▶ _WHAT THE TASK ASKS_
The records below must be output exactly, without pictures.

[Natural language region descriptions]
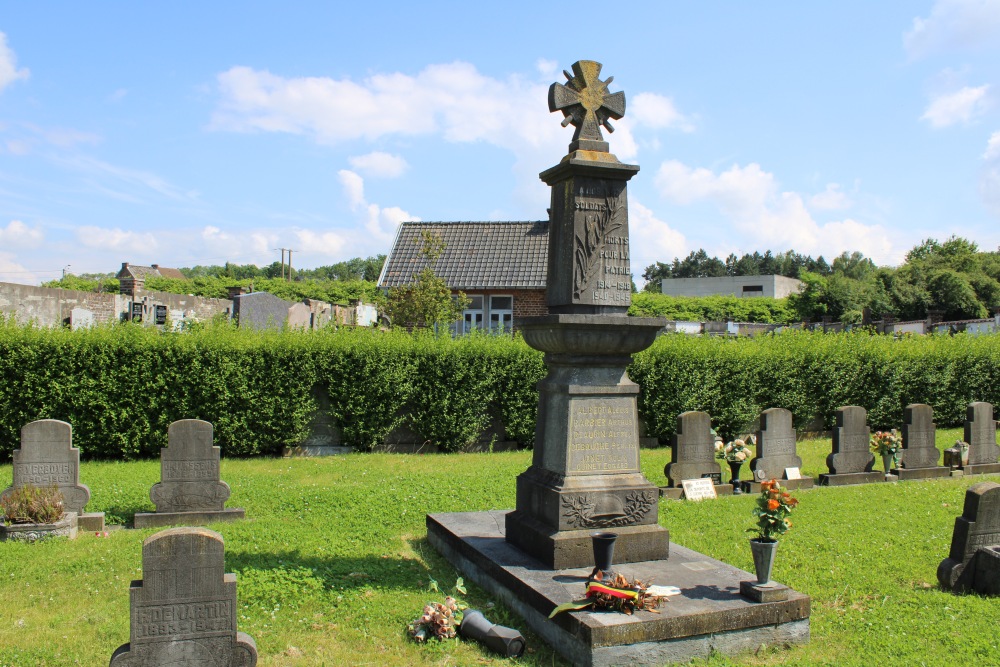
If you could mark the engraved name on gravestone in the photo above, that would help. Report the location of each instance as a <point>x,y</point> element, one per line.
<point>775,445</point>
<point>693,454</point>
<point>47,457</point>
<point>981,434</point>
<point>183,610</point>
<point>851,442</point>
<point>189,470</point>
<point>979,526</point>
<point>603,436</point>
<point>919,433</point>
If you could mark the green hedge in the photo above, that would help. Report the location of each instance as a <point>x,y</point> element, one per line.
<point>121,386</point>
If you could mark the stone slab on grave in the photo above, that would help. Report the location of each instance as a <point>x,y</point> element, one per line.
<point>919,456</point>
<point>776,452</point>
<point>981,434</point>
<point>47,457</point>
<point>851,460</point>
<point>978,528</point>
<point>183,610</point>
<point>709,614</point>
<point>190,491</point>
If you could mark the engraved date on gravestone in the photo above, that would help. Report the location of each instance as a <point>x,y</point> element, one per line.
<point>603,436</point>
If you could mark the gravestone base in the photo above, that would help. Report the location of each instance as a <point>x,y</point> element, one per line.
<point>709,615</point>
<point>769,592</point>
<point>786,484</point>
<point>203,518</point>
<point>845,479</point>
<point>981,469</point>
<point>921,473</point>
<point>677,493</point>
<point>91,521</point>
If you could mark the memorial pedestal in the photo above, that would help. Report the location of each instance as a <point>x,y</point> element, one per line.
<point>709,615</point>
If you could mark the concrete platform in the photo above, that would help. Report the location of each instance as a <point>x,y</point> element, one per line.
<point>709,614</point>
<point>159,519</point>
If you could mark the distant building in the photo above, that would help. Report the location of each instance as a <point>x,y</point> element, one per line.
<point>501,267</point>
<point>776,287</point>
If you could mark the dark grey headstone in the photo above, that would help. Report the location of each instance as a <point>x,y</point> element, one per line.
<point>979,526</point>
<point>919,446</point>
<point>851,443</point>
<point>981,434</point>
<point>693,453</point>
<point>189,470</point>
<point>775,445</point>
<point>183,610</point>
<point>46,458</point>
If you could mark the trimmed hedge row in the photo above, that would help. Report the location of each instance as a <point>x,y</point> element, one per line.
<point>121,386</point>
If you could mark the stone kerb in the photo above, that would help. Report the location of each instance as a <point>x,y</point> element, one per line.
<point>851,460</point>
<point>183,610</point>
<point>978,528</point>
<point>47,457</point>
<point>776,451</point>
<point>919,456</point>
<point>190,490</point>
<point>981,434</point>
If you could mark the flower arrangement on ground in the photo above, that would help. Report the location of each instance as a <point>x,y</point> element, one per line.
<point>887,443</point>
<point>774,505</point>
<point>736,451</point>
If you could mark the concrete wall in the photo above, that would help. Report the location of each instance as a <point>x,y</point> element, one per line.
<point>776,287</point>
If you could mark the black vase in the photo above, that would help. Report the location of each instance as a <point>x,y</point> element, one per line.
<point>604,552</point>
<point>734,474</point>
<point>505,641</point>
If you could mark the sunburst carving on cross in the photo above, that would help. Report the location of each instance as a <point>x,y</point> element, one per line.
<point>586,103</point>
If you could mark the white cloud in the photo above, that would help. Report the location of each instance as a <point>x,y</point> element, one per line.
<point>8,65</point>
<point>379,164</point>
<point>17,234</point>
<point>769,218</point>
<point>955,24</point>
<point>960,106</point>
<point>657,111</point>
<point>831,199</point>
<point>104,238</point>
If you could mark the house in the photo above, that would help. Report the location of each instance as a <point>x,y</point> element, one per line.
<point>775,287</point>
<point>500,266</point>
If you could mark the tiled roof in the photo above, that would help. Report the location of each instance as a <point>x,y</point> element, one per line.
<point>477,255</point>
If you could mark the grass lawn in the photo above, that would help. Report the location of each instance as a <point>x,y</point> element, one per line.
<point>333,561</point>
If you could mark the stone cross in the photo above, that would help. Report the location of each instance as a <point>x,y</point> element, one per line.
<point>189,470</point>
<point>183,610</point>
<point>981,434</point>
<point>979,526</point>
<point>47,457</point>
<point>775,445</point>
<point>693,449</point>
<point>851,442</point>
<point>919,446</point>
<point>586,103</point>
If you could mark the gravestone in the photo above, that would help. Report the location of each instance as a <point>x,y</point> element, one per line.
<point>47,457</point>
<point>981,434</point>
<point>919,456</point>
<point>851,460</point>
<point>183,610</point>
<point>693,455</point>
<point>775,452</point>
<point>976,531</point>
<point>190,490</point>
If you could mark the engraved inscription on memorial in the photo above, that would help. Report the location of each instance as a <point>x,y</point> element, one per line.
<point>603,436</point>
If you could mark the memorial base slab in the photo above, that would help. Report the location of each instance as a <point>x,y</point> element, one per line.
<point>160,519</point>
<point>709,615</point>
<point>845,479</point>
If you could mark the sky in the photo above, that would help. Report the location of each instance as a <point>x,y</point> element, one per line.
<point>199,133</point>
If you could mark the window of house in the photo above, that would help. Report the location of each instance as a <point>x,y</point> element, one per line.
<point>473,314</point>
<point>501,313</point>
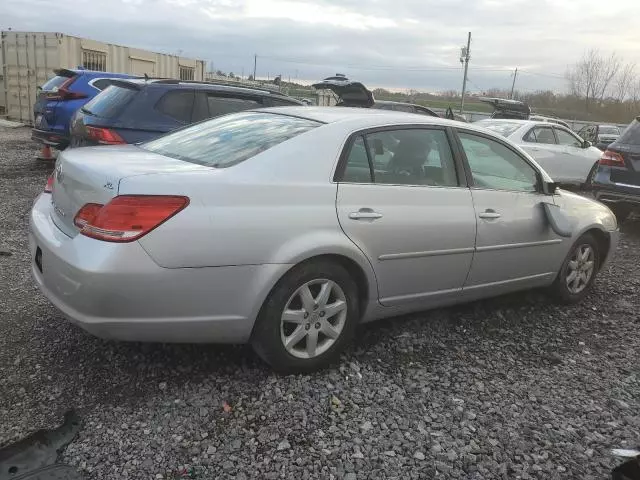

▶ _PROBLEM SOLUTION_
If you could mark the engraved name on gravestone in the photo above, that would help. Report the location of each instance as a <point>x,y</point> element, one per line.
<point>775,445</point>
<point>693,454</point>
<point>47,457</point>
<point>981,434</point>
<point>183,610</point>
<point>851,442</point>
<point>189,470</point>
<point>979,526</point>
<point>603,436</point>
<point>919,433</point>
If you could mark the green hedge in the photo above, that would help. Report the location of each instance as a <point>x,y</point> element, one per line.
<point>121,386</point>
If you could mark the stone slab on grave in the photo above, that would help. Report the location of each instance as a <point>x,y</point> element, one per line.
<point>919,456</point>
<point>776,452</point>
<point>981,434</point>
<point>47,457</point>
<point>851,460</point>
<point>978,528</point>
<point>183,610</point>
<point>709,614</point>
<point>190,491</point>
If you could mark the engraved date on gravestone in the photo above, that would help. Report the location of each instance as a <point>x,y</point> element, one per line.
<point>603,436</point>
If you could mark the gravestone base in the photo above, that would help. Report the location of each instance as a <point>x,y</point> element, one per line.
<point>709,615</point>
<point>769,592</point>
<point>786,484</point>
<point>203,518</point>
<point>845,479</point>
<point>981,469</point>
<point>921,473</point>
<point>677,493</point>
<point>91,521</point>
If you could mark the memorial pedestal in the photo above, that would help. Report the location of each instance as a <point>x,y</point> element, one per line.
<point>709,615</point>
If you could mark the concrete platform in the photo above, that would help. Report the location of each instance as a <point>x,y</point> element, one per line.
<point>709,614</point>
<point>159,519</point>
If you could mark the distant building in the photo above, that would help. Report the location of each instance as a <point>x,y</point> element, one per line.
<point>501,267</point>
<point>776,287</point>
If you could mark the dark grey headstone in the photo above, that would help. Report the location of each instance as a <point>x,y</point> element, one per line.
<point>979,526</point>
<point>919,446</point>
<point>851,443</point>
<point>981,434</point>
<point>693,453</point>
<point>189,470</point>
<point>775,445</point>
<point>183,610</point>
<point>46,458</point>
If you could mark the trimmed hedge row in the photo above, that would help. Report the location of each instance as a <point>x,y</point> element, one per line.
<point>121,386</point>
If you could mark the stone kerb in the photo above, that would help. Report the location of each instance as a <point>x,y</point> element, one per line.
<point>851,460</point>
<point>183,610</point>
<point>978,528</point>
<point>47,457</point>
<point>776,451</point>
<point>919,456</point>
<point>190,490</point>
<point>981,434</point>
If you could mark the flower arrangement on ground in the photo above, that would help. Report the location of each instance as a <point>x,y</point> element, one per line.
<point>887,443</point>
<point>774,505</point>
<point>736,451</point>
If you could mark the concrete wall in the photo above, that would help. Report the location of each instance as a <point>x,y</point> element, one per line.
<point>776,287</point>
If you could mark the black vase in the photo above, that would help. Report the location of each instance as a <point>x,y</point> element, one per line.
<point>604,552</point>
<point>734,474</point>
<point>505,641</point>
If you could mark the sunburst carving on cross in the photo above, that would help. Report the location of each instance as a <point>x,y</point> element, one per line.
<point>586,103</point>
If you could mark the white cloud in the photo above, that would help. Report the location of each instance as a <point>x,y</point> element, one per line.
<point>8,65</point>
<point>379,164</point>
<point>17,234</point>
<point>769,218</point>
<point>955,24</point>
<point>960,106</point>
<point>657,111</point>
<point>831,199</point>
<point>104,238</point>
If you could mark the house in the photo above, that would help. Report the location of each instance as a <point>x,y</point> element, one per line.
<point>775,287</point>
<point>500,266</point>
If you could mark the tiled roof in the photo above, that would help. Report the location of each instance as a <point>x,y</point> element, one per line.
<point>477,255</point>
If you could mark the grass lawn in the photo above, that would help. Report the location of each instance as a <point>x,y</point> element, one per line.
<point>333,561</point>
If you could mark the stone cross in the photo above, that would help. Report the location of each instance as a <point>x,y</point> element, one per line.
<point>189,470</point>
<point>183,610</point>
<point>981,434</point>
<point>979,526</point>
<point>47,457</point>
<point>775,445</point>
<point>693,449</point>
<point>851,442</point>
<point>919,446</point>
<point>586,103</point>
If you could mark the gravestone in the photo above, that would help. Report the location of each instance as a <point>x,y</point> element, one per line.
<point>47,457</point>
<point>981,434</point>
<point>919,456</point>
<point>851,460</point>
<point>183,610</point>
<point>693,455</point>
<point>775,452</point>
<point>976,531</point>
<point>190,490</point>
If you could mark the engraved inscription on memorial in the photo above, that would help. Report the location of each instance as a <point>x,y</point> element, one per line.
<point>603,436</point>
If you could mark the memorial base slab in the photo above, that would help. Report the location of each instance as a <point>x,y</point> element, one per line.
<point>160,519</point>
<point>709,615</point>
<point>845,479</point>
If you could mark the sky in the photo above, that would help. Report the location of each instance as a <point>x,y</point> element, one per line.
<point>199,133</point>
If you could mark the window of house in the photo above, that would help. Report the location of each instance as a <point>x,y</point> element, one per line.
<point>473,314</point>
<point>501,313</point>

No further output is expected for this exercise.